* _TASK ITEM_: Give again, word for word, each line below starting at the one that contains "Would you be able to pin the saw" and ending at the one that contains "Would you be able to pin the red metal".

* _DATASET RECORDS_:
"""

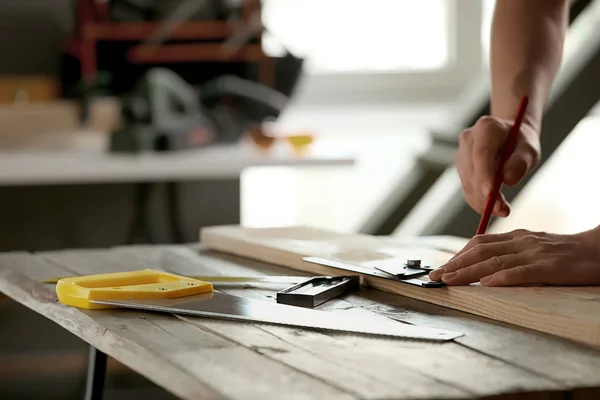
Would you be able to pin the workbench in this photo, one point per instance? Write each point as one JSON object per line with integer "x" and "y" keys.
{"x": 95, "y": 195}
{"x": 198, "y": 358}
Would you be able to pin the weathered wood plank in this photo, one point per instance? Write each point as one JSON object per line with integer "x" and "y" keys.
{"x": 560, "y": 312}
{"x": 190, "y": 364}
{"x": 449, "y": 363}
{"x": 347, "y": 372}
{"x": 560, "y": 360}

"""
"""

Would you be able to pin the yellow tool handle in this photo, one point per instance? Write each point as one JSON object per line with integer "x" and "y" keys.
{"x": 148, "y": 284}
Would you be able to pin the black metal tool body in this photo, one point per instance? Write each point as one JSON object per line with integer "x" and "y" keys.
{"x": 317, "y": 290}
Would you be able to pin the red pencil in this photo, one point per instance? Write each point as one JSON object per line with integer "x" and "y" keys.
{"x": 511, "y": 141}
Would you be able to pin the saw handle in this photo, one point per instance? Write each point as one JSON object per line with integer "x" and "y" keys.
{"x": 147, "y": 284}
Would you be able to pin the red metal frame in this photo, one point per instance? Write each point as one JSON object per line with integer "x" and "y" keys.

"""
"""

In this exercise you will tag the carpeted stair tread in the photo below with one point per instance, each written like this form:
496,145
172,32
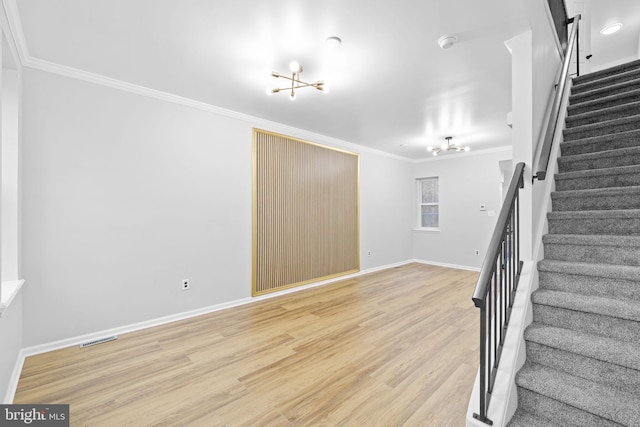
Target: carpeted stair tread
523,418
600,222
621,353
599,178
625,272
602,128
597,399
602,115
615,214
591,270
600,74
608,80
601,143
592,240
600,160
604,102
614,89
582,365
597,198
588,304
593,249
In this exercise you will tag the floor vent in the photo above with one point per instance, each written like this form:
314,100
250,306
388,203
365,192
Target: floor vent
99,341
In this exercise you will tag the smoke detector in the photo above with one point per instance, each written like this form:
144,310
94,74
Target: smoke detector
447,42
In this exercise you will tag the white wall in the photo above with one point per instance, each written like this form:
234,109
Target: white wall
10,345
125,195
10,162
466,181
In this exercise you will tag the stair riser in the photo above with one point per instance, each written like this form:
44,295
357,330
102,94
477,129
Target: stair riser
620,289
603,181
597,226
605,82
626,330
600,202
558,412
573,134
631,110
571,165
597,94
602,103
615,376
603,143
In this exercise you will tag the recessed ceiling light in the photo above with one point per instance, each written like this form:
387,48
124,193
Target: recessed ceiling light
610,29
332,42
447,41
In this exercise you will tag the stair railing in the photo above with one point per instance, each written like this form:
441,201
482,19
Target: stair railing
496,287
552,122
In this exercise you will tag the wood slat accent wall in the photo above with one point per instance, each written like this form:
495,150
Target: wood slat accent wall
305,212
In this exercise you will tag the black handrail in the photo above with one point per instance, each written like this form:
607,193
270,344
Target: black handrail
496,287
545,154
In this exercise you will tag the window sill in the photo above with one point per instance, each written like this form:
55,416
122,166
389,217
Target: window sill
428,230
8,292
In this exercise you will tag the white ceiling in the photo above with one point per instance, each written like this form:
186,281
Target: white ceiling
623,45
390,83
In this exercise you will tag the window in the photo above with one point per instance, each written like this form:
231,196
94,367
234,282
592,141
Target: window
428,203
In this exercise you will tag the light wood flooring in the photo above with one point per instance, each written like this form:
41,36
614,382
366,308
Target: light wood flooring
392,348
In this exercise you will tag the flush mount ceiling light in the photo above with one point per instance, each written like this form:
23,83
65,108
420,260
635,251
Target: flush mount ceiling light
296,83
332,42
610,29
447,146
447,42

"""

* _TASK RESPONSE_:
Would you be able to pin the saw handle in this photo, one point per instance? Write each point as one JSON object per line with integer "x" and "y" keys.
{"x": 147, "y": 284}
Would you be able to pin the red metal frame in this photo, one point per instance? Write each point as one JSON object per line with integer "x" and "y" keys.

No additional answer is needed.